▶ _Extract provided_:
= = =

Use //IGNORE instead of //TRANSLIT when transcoding

//TRANSLIT is not a well supported, and in most cases there’s not much transliteration can help with when the encoding is limiting. Besides, it sounds reasonable to assume most people use UTF-8 nowadays.
2025-07-14 21:15:27 +02:00 · 2020-12-26 11:53:05 +01:00
parent f98208c1a1
commit c43704a0a7
4 changed files with 21 additions and 11 deletions
--- a/src/cli.cc
+++ b/src/cli.cc
@ -171,7 +171,7 @@ ot::status ot::parse_options(int argc, char** argv, ot::options& opt, FILE* comm
 */
 void ot::print_comments(const std::list<std::string>& comments, FILE* output)
 {
-	static ot::encoding_converter from_utf8("UTF-8", "//TRANSLIT");
+	static ot::encoding_converter from_utf8("UTF-8", "//IGNORE");
 	std::string local;
 	bool info_lost = false;
 	bool bad_comments = false;
@ -195,7 +195,7 @@ void ot::print_comments(const std::list<std::string>& comments, FILE* output)
 		putc('\n', output);
 	}
 	if (info_lost)

= = =

▶ _Supplied information_:
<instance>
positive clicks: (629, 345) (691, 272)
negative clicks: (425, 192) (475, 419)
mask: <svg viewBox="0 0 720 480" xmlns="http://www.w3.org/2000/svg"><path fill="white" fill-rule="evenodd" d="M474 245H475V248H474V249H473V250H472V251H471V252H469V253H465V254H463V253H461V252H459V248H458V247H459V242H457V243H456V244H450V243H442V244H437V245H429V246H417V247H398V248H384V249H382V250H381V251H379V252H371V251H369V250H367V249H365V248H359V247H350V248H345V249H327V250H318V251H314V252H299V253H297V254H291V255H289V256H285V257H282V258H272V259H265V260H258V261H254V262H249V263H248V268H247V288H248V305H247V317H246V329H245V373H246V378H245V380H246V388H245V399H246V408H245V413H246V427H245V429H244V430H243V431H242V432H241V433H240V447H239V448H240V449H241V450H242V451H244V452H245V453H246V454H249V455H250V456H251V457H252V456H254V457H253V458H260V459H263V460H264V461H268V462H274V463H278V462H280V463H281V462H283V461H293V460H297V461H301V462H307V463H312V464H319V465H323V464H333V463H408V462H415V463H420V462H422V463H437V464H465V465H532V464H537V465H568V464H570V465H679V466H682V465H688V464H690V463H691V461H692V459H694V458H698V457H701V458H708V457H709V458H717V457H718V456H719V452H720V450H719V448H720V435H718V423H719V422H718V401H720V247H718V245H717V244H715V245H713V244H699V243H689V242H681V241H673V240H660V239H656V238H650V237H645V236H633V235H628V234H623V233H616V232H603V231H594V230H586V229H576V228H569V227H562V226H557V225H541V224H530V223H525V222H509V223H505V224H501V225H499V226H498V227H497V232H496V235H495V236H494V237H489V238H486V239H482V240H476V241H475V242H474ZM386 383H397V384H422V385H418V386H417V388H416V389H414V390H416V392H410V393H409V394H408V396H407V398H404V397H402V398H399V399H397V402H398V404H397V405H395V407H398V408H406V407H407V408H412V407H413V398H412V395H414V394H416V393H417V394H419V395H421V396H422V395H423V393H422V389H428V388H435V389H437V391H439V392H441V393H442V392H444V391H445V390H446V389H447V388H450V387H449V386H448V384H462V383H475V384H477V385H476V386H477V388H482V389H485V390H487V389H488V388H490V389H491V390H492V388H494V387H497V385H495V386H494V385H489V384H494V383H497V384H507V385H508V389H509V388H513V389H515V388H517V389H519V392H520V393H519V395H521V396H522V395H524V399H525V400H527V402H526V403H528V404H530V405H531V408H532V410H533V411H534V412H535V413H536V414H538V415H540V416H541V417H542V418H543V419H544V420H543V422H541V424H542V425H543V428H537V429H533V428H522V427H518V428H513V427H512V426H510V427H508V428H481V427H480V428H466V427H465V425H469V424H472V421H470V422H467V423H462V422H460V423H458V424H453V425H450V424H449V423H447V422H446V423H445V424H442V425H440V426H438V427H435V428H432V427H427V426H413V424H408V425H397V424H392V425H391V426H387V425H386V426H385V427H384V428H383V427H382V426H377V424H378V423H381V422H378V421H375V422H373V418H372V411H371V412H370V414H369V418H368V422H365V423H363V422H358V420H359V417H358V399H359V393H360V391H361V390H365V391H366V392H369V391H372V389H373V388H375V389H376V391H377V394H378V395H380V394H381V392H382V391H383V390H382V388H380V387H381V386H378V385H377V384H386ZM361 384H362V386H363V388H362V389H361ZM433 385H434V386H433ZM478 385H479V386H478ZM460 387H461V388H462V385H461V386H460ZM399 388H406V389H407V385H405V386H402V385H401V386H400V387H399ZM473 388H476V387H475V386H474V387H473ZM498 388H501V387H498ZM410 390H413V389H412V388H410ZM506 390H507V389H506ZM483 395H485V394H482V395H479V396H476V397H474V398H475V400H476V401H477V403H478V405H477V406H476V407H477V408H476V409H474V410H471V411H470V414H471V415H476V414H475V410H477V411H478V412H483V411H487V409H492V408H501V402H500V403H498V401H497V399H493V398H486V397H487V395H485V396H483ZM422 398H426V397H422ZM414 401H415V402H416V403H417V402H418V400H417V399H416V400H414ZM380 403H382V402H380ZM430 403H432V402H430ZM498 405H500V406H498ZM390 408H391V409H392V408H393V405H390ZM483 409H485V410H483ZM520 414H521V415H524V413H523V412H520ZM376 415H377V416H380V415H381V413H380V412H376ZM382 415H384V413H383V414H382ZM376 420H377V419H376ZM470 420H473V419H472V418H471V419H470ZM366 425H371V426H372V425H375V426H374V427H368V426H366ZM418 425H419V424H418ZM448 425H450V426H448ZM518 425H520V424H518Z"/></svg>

= = =

▶ _Problem description_: According to the commit page, which flag does the from_utf8 converter in print_comments now use in place of "//TRANSLIT"? The material plays no part in the task.

▶ _Finished exercise_: It uses "//IGNORE".